** start of INPUT FOR THIS TASK **

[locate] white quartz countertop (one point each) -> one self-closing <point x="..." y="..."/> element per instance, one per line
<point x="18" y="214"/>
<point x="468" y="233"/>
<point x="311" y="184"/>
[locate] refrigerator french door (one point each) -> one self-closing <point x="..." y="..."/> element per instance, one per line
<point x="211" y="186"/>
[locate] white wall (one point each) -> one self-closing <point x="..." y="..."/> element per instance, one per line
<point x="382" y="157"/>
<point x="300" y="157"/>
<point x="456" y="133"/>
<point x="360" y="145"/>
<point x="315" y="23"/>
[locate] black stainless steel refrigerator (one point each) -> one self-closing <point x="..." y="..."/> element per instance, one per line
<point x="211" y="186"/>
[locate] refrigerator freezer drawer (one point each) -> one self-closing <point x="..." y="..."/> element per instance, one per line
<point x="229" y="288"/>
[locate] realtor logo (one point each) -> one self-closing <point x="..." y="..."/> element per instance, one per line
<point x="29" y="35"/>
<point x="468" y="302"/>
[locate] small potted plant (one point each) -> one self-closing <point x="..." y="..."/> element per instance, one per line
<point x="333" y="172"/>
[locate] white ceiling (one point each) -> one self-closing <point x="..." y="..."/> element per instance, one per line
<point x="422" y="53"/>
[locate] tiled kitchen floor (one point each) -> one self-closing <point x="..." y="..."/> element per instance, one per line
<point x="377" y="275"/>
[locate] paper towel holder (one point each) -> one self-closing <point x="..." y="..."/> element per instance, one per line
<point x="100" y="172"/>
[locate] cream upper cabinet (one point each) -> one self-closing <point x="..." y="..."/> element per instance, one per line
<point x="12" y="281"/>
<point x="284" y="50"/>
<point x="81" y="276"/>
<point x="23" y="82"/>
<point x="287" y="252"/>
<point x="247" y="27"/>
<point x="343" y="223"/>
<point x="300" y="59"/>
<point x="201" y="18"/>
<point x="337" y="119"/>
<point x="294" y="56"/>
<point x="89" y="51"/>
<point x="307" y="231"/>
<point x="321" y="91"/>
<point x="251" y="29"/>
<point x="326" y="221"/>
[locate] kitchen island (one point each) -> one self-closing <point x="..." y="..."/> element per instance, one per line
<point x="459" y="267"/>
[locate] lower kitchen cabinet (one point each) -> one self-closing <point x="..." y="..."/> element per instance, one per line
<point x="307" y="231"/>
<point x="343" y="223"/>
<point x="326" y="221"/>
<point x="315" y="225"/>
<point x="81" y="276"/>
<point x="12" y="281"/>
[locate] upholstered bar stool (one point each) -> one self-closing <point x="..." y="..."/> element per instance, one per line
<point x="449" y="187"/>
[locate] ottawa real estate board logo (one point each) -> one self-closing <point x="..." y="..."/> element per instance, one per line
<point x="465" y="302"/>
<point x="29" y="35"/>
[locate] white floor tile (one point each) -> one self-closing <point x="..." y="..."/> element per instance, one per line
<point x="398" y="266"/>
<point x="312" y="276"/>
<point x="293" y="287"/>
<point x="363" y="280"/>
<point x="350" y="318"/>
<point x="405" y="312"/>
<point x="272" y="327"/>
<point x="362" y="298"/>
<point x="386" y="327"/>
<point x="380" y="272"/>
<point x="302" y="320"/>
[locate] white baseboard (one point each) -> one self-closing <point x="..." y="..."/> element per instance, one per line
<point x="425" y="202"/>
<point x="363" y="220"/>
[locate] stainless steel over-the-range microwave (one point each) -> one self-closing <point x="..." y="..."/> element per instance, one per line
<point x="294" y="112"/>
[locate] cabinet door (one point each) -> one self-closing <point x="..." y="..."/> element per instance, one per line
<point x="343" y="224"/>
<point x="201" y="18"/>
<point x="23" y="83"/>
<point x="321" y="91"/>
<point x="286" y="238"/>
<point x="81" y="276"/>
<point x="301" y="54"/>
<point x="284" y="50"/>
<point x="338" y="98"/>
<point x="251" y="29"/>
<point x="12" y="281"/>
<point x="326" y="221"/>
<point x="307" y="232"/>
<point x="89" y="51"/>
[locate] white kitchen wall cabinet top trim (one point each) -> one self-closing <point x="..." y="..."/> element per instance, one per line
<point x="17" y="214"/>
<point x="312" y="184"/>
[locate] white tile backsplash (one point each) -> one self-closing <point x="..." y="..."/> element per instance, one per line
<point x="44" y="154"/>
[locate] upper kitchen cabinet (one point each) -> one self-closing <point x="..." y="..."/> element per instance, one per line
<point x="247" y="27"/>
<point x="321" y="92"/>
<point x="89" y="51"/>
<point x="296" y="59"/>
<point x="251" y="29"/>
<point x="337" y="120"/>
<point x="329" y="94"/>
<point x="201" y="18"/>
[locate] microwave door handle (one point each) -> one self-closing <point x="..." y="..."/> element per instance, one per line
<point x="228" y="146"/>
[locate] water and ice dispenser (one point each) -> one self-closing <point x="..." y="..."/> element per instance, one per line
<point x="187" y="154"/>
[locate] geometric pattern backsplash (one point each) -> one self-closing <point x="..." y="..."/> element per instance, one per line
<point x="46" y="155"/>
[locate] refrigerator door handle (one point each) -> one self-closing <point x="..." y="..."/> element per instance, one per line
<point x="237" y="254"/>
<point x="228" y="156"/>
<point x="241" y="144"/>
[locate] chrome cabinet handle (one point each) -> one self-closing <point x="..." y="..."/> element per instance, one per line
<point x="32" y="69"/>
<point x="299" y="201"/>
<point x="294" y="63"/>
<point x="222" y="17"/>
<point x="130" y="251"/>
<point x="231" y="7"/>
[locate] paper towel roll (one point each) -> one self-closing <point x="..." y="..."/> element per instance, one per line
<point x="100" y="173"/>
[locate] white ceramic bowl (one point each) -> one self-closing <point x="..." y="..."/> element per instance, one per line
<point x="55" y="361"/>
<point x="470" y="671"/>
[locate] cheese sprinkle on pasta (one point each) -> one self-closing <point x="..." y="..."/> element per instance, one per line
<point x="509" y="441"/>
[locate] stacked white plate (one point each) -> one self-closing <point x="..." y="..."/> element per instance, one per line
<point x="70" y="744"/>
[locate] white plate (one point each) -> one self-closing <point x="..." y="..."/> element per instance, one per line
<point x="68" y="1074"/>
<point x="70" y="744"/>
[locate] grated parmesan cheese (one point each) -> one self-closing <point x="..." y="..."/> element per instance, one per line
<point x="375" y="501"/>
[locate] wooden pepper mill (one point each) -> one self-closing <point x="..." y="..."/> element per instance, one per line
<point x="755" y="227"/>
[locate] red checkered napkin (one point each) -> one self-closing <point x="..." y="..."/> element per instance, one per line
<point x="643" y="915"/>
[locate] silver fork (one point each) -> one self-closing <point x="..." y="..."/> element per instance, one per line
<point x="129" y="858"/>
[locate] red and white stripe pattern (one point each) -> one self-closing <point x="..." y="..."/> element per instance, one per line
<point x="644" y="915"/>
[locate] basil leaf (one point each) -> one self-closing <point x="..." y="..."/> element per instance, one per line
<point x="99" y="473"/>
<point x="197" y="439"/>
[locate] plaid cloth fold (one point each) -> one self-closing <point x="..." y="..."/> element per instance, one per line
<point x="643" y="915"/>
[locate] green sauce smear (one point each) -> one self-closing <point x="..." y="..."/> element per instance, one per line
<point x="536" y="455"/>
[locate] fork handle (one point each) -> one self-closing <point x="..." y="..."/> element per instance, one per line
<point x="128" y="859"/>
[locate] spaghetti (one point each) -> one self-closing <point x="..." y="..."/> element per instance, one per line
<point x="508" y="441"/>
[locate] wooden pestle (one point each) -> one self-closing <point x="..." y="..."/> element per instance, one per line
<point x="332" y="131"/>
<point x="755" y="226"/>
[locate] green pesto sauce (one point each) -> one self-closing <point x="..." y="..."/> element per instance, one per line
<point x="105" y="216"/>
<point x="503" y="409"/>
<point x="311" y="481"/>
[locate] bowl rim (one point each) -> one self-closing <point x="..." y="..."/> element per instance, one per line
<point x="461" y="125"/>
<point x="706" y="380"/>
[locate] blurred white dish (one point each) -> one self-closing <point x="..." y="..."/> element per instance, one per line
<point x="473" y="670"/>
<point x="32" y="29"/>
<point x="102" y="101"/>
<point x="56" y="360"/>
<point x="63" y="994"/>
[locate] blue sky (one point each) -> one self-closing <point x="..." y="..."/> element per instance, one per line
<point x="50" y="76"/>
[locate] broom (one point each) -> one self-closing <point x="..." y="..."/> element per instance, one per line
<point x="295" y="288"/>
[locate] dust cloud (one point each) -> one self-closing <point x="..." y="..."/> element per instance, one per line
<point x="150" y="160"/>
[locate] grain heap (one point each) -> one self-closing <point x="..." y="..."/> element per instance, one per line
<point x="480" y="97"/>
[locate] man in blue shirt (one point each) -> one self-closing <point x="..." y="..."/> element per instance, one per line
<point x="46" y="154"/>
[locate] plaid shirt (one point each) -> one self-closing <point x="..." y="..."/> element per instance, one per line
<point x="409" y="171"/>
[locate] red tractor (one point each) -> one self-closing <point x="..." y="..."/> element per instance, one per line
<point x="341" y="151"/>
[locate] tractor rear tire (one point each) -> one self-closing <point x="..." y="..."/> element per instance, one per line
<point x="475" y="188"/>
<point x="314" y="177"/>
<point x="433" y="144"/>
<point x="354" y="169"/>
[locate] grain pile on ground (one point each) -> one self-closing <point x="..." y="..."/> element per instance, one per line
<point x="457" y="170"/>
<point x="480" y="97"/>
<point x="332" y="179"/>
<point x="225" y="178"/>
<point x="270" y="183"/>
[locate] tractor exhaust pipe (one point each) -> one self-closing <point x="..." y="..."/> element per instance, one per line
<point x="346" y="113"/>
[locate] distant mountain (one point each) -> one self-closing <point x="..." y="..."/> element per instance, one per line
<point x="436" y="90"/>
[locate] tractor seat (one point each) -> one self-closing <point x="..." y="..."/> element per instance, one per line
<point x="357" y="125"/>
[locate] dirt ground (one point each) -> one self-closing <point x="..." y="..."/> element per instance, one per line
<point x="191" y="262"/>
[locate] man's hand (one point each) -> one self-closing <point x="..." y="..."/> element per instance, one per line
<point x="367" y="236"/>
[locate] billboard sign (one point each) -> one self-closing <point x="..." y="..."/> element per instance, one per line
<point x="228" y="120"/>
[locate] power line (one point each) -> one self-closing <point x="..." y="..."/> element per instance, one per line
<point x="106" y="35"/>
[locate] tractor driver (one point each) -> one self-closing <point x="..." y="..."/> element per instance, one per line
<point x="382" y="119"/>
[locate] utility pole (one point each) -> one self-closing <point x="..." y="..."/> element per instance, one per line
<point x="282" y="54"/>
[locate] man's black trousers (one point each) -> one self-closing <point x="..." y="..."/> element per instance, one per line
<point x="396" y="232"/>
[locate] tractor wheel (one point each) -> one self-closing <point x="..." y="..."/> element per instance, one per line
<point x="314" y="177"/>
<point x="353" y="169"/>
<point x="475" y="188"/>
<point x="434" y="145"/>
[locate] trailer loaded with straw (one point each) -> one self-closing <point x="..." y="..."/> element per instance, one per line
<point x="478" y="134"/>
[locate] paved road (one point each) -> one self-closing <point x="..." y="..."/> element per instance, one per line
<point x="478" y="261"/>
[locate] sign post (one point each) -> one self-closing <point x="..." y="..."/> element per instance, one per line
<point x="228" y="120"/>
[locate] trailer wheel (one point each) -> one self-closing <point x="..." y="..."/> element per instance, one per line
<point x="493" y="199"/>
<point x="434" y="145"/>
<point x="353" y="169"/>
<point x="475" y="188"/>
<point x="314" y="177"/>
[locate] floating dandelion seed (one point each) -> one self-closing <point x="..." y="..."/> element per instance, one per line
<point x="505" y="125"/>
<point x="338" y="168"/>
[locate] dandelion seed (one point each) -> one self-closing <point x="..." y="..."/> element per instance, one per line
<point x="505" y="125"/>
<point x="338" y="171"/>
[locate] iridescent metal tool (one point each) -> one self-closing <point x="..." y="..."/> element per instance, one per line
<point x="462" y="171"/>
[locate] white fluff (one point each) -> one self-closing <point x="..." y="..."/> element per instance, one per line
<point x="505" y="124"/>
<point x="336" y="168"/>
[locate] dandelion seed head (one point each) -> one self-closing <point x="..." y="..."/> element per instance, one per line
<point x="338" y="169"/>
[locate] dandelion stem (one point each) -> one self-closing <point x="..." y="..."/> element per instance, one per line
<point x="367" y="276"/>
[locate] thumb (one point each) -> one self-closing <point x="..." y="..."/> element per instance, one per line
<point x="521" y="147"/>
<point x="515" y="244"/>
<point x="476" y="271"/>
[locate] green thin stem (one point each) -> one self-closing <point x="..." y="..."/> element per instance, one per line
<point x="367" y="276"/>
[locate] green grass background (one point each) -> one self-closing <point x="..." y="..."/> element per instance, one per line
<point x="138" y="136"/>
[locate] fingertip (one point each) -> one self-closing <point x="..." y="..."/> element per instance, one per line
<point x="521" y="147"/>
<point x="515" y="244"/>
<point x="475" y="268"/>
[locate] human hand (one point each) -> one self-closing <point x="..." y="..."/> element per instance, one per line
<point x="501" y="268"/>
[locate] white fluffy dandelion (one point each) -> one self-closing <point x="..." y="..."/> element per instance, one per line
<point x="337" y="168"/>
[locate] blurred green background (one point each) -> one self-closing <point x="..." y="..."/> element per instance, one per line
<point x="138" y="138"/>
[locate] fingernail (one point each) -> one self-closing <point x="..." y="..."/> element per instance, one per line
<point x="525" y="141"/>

** end of INPUT FOR THIS TASK **

Print the lines again exactly as they are, starting at the line that has "[locate] blurred green" and going through the end of the records.

**WRITTEN REPLY**
[locate] blurred green background (one point each) -> one self-closing <point x="..." y="..."/> element per instance, one per line
<point x="138" y="138"/>
[locate] fingernail (one point each) -> one self-closing <point x="..." y="..."/> element per instance, one per line
<point x="525" y="141"/>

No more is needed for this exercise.